**EXERCISE:** Each line below should be retyped exactly, with no pictures.

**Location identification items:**
---*---
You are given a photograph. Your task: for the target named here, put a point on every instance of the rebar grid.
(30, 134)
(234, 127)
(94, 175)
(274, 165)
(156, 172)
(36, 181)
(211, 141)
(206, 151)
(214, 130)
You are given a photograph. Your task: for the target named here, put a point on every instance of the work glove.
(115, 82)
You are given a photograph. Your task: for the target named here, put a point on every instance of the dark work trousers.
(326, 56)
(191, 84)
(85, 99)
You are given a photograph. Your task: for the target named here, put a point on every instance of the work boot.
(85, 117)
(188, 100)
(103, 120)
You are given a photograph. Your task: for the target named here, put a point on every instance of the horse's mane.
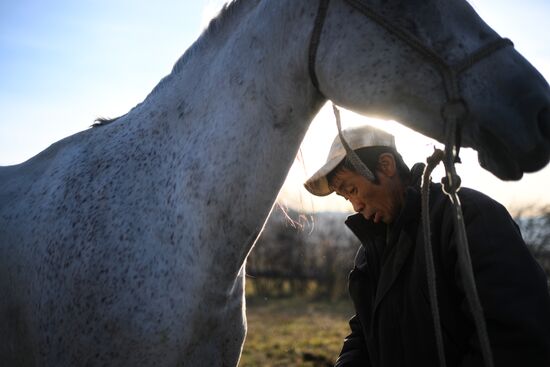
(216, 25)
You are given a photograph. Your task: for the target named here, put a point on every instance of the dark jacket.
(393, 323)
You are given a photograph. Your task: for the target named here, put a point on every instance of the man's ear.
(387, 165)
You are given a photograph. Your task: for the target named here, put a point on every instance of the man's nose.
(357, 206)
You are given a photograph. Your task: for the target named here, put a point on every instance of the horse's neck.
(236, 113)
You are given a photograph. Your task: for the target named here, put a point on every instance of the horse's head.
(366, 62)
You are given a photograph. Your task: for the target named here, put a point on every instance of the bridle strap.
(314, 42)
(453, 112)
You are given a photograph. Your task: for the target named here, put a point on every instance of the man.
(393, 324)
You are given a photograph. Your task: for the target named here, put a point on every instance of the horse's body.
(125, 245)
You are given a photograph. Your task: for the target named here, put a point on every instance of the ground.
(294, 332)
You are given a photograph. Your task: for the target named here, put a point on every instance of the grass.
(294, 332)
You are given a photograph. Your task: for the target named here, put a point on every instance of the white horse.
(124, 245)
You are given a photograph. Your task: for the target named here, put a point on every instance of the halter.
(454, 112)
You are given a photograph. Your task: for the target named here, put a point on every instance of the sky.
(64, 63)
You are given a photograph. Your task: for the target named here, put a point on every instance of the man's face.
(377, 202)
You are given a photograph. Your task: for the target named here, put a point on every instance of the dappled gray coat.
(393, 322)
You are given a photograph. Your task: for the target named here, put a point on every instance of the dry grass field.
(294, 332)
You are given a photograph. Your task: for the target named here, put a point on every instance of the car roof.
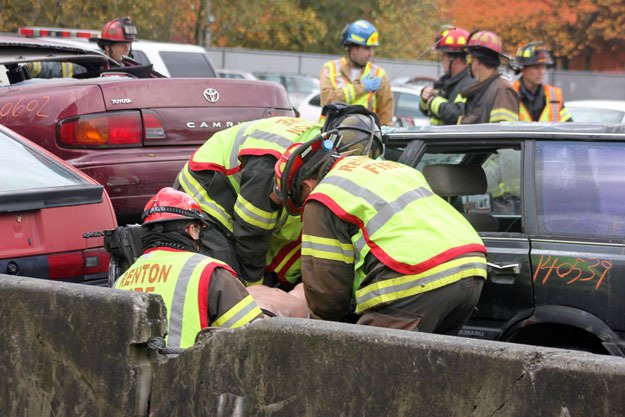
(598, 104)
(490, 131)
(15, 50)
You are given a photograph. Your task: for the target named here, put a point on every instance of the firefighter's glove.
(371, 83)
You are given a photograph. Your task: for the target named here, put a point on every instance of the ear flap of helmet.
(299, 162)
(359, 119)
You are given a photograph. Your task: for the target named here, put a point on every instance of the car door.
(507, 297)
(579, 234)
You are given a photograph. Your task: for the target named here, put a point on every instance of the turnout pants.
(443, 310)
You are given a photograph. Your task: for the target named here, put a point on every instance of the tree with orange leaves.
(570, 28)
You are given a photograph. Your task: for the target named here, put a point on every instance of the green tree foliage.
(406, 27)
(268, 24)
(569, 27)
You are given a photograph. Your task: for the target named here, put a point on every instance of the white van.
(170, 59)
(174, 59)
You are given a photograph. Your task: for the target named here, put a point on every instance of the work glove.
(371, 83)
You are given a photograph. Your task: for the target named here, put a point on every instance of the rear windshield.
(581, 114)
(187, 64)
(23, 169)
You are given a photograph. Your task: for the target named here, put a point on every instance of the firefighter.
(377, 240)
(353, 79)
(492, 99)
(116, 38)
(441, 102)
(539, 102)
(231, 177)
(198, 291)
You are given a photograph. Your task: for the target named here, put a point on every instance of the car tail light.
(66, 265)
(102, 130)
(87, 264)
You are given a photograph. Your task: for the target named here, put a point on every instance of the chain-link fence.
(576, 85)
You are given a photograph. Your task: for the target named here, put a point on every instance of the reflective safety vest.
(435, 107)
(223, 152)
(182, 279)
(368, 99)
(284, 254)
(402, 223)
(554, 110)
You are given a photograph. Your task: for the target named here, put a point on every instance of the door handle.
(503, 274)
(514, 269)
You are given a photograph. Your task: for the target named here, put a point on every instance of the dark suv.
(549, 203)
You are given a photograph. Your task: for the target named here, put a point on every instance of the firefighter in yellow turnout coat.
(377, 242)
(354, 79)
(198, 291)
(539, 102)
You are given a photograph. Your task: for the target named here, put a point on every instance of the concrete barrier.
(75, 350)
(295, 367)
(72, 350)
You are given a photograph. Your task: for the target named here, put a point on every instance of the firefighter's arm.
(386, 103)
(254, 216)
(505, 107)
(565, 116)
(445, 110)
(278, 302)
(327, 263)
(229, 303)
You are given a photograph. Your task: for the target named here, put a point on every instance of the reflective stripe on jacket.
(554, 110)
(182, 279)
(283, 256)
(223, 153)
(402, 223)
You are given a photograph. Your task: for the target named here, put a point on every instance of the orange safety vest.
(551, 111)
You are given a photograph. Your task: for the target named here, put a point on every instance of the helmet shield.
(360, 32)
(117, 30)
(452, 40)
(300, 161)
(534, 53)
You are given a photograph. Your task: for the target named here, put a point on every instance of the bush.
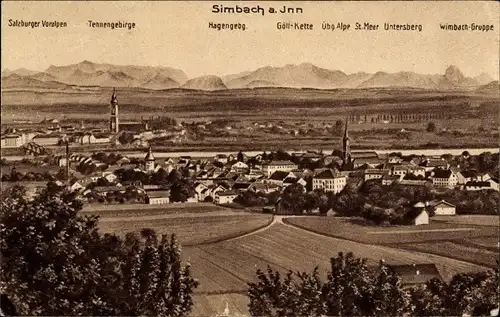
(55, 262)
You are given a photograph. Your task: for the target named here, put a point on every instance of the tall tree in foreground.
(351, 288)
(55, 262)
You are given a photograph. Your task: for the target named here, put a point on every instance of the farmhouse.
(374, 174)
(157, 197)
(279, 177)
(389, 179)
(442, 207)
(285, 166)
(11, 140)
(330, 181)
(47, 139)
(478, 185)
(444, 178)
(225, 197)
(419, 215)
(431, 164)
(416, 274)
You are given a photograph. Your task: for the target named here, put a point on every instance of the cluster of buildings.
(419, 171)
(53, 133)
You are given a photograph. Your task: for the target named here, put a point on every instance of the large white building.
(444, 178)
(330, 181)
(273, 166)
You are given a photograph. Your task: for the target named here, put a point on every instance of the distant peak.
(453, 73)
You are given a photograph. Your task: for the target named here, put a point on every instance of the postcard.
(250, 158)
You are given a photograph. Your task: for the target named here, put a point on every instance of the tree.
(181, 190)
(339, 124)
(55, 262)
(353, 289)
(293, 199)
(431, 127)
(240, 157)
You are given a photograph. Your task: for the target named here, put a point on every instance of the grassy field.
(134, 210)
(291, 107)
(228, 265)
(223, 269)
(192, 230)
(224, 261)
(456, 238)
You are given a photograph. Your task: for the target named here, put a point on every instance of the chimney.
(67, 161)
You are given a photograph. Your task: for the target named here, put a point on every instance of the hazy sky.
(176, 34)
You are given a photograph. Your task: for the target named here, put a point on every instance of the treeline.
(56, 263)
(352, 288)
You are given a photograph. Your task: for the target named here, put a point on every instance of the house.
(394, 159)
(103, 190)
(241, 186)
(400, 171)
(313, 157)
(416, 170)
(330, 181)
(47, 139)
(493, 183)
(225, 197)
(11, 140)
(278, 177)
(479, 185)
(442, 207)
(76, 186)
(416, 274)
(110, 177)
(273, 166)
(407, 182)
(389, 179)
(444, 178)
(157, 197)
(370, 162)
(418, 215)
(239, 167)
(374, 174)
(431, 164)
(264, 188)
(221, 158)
---*---
**EXPECTED ANSWER:**
You are given a photograph. Your task: for the target named here, put a point on every instance of the rebar grid.
(30, 134)
(234, 127)
(94, 175)
(274, 165)
(156, 172)
(36, 181)
(211, 141)
(206, 151)
(214, 130)
You are given a photograph. Your task: for the target named here, put a point on every instance of the work glove.
(115, 82)
You are given a photograph. Your task: for the target named here, put a point on every instance of the dark work trousers.
(326, 56)
(191, 84)
(85, 99)
You are given a photograph. Your task: for the target named here, put a point on every instance of the work boot.
(85, 117)
(188, 100)
(103, 120)
You are given a photograph. Your task: for the target named here, put a point on every instance of the horse's mane.
(216, 25)
You are given a photograph. Your task: for the target named here, put a point on every instance of the dark jacket.
(393, 323)
You are given a photograph. Your task: for the target named here, put a point on every instance of the man's ear.
(387, 165)
You are given a photograph. Your task: for the target named here, put a point on every instance of the man's nose.
(357, 206)
You are given a photograph. Your task: for the target named here, put a point on every instance of the horse's neck.
(236, 113)
You are given a photograph. Your task: for the target named here, put a point on every instance of the horse's head.
(366, 62)
You are given a photograph. Your task: for the target named here, put a point on every instance of the bridle strap.
(314, 42)
(453, 112)
You are given a photograph. Your task: for the target named here, put a point on every instance of the man.
(393, 324)
You are given a photograph. Your task: for the target named here, put a point on every instance of the horse's body.
(125, 245)
You are given a photograph. Your task: for the target named here, put a point on every instance of the ground.
(294, 332)
You are given a photograph. Your task: for the target named here, put a point on every instance of the grass.
(294, 332)
You are given a photograph. Your task: for the target named here, put a point on every instance of the white horse.
(124, 245)
You are given a photograph. Your task: for the target named here, put a point on every instance of the halter.
(454, 112)
You are given a photograph. Your task: for the target named here, put a point on every instance of the sky.
(64, 63)
You are given a photograph. Your task: for the target named here, put a point on every instance of the man's face.
(377, 202)
You are given a photograph. Your task: for the target named here, put a point on every instance of the dappled gray coat.
(393, 322)
You are given a photograph. Your task: for the target named here, put a point on every instance of the dry grass field.
(294, 332)
You are given a photograph. Your task: for the target named here, put a point on every instance of the car roof.
(598, 104)
(490, 131)
(15, 50)
You are given a photograph. Your task: for the target named here, put a point on every instance of the firefighter's glove.
(371, 83)
You are given a photograph. Your task: for the target named here, put a point on every instance of the ear flap of helmet.
(299, 162)
(359, 119)
You are given a photograph. Your task: for the target named here, put a point on every instance of the car door.
(507, 297)
(579, 234)
You are given a photograph. Your task: for the target named here, put a point on every instance of the turnout pants.
(443, 310)
You are given a photograph. Your task: for the target named here, put a point on every instance of the tree with orange leaves.
(570, 28)
You are given a photograph. Your task: for the target named here, put a point on every instance of the green tree foliage.
(406, 27)
(268, 24)
(569, 27)
You are given a photograph. Your task: for the target named here, put a point on every instance of the white van.
(170, 59)
(174, 59)
You are given a photograph. Your task: for the target named here, put a point on every instance of the work glove.
(371, 83)
You are given a photograph. Your task: for the target named here, put a point on every instance of the rear windshield.
(581, 114)
(187, 64)
(23, 169)
You are given a photograph. Your task: for the target named here, put a point on every instance of the firefighter.
(377, 240)
(353, 79)
(492, 99)
(116, 38)
(441, 102)
(539, 102)
(231, 177)
(198, 291)
You are given a photograph. Your task: for the target named here, put a point on every instance of the car tail light.
(66, 265)
(102, 130)
(87, 264)
You are given a photograph. Your task: for the target named here, put a point on every instance of the chain-link fence.
(576, 85)
You are given a photograph. Your task: for the target named here, put a point on every instance of the reflective safety vest.
(435, 107)
(223, 152)
(182, 279)
(368, 99)
(284, 254)
(402, 223)
(554, 110)
You are given a photograph. Your task: for the target named here, put a point on every instance of the door handle.
(503, 274)
(514, 269)
You are given a photograph. Your task: for the target named here, put a point on every instance of the dark suv.
(549, 203)
You are given a photograph. Your task: for the target named here, put a point on every instance of the firefighter in yellow turnout coat.
(377, 242)
(354, 79)
(198, 291)
(539, 102)
You are given a photograph. Your task: for the target named here, put a point on every instance of the concrete barrier.
(75, 350)
(295, 367)
(72, 350)
You are given a photograph. Your task: for the target named here, put a point on every instance of the firefighter's arm.
(386, 103)
(254, 216)
(505, 107)
(565, 116)
(445, 110)
(278, 302)
(327, 263)
(229, 303)
You are given a photograph. Your task: for the target named here, put a point on every instance of the reflective stripe on jacket.
(554, 110)
(182, 279)
(283, 256)
(223, 153)
(402, 223)
You are given a photograph. Your task: for the target named here, put a point on every instance of the orange safety vest.
(551, 111)
You are given a photograph. Your task: for the target named here, put a point on every instance of the helmet shield.
(360, 32)
(117, 30)
(452, 40)
(300, 161)
(534, 53)
You are given a photograph. Your task: for the target named here, put a point on every instance of the bush.
(55, 262)
You are given a photograph. Your task: for the target named here, put a point on every instance of the tall tree in foreground.
(351, 288)
(55, 262)
You are given a photograph. Your task: for the target named here, put a point on every instance of the farmhouse.
(374, 174)
(157, 197)
(279, 177)
(389, 179)
(442, 207)
(285, 166)
(11, 140)
(330, 181)
(47, 139)
(478, 185)
(444, 178)
(225, 197)
(419, 215)
(431, 164)
(416, 274)
You are given a photograph. Your task: for the target named here, put a point on every instance of the cluster of buildings.
(419, 171)
(53, 133)
You are given a photograph. Your task: for the target named here, put a point on every instance of the large white building.
(444, 178)
(330, 181)
(273, 166)
You are given a photograph. Your task: for the target named here, put a point on every instance of the distant peak.
(453, 73)
You are given a photograph. Your task: for the target named here, put a point on every instance of the postcard.
(250, 158)
You are given a photograph. Your task: for the target named here, put a point on every instance of the tree.
(181, 190)
(339, 124)
(55, 262)
(353, 289)
(293, 199)
(431, 127)
(240, 157)
You are given a photograph. Your task: for the target named here, put a point on every instance of the grassy field.
(134, 210)
(291, 107)
(228, 265)
(223, 269)
(192, 230)
(224, 261)
(456, 238)
You are given a photograph. Your task: for the target named here, put a point on every instance of the chimney.
(67, 161)
You are given a photograph. Your task: for the target named here, put a point on every instance of the hazy sky.
(176, 34)
You are given a photograph. Your task: for the target named here, put a point on every instance of the treeline.
(56, 263)
(352, 288)
You are given a photograph. Your task: for the target named here, put a point on every instance of the house.
(394, 159)
(103, 190)
(241, 186)
(400, 171)
(313, 157)
(416, 170)
(330, 181)
(47, 139)
(493, 183)
(225, 197)
(11, 140)
(278, 177)
(479, 185)
(442, 207)
(76, 186)
(416, 274)
(110, 177)
(273, 166)
(407, 182)
(389, 179)
(444, 178)
(157, 197)
(370, 162)
(418, 215)
(239, 167)
(374, 174)
(431, 164)
(264, 188)
(221, 158)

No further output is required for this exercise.